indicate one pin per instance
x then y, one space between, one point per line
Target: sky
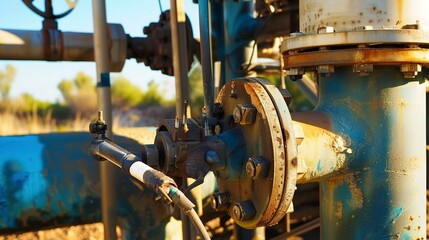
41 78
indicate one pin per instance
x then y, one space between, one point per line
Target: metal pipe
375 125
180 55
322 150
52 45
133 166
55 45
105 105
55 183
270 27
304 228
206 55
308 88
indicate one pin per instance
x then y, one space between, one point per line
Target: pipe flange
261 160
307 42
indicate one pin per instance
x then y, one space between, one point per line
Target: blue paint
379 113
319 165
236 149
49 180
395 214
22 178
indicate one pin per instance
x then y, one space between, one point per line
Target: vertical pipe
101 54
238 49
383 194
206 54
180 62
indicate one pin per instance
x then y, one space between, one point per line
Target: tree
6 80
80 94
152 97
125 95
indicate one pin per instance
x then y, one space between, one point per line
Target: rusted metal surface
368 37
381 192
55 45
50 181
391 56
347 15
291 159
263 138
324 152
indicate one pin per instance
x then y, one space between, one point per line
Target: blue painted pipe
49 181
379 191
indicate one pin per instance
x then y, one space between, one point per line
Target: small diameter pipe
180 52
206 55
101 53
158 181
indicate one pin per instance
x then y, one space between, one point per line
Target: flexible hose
_____
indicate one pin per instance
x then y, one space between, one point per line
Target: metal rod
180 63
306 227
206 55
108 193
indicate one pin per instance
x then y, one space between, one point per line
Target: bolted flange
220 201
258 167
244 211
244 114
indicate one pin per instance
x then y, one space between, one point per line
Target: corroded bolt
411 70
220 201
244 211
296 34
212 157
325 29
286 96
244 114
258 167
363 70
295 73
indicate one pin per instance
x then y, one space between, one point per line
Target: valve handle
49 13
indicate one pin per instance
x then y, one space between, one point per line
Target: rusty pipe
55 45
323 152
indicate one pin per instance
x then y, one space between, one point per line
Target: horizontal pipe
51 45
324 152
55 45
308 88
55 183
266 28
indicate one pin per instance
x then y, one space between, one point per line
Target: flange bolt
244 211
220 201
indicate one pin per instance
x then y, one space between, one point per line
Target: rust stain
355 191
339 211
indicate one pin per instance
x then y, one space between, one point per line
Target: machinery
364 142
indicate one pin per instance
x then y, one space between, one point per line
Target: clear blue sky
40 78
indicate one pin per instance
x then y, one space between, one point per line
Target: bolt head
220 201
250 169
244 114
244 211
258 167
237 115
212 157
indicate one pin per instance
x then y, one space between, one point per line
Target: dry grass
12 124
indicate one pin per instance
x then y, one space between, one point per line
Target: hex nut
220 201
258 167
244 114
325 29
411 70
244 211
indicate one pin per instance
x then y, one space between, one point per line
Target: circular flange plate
_____
EXERCISE
Tally the lines in the rows above that contain the string "metal", where case counts. Give only the number.

RESULT FOR THIS TASK
3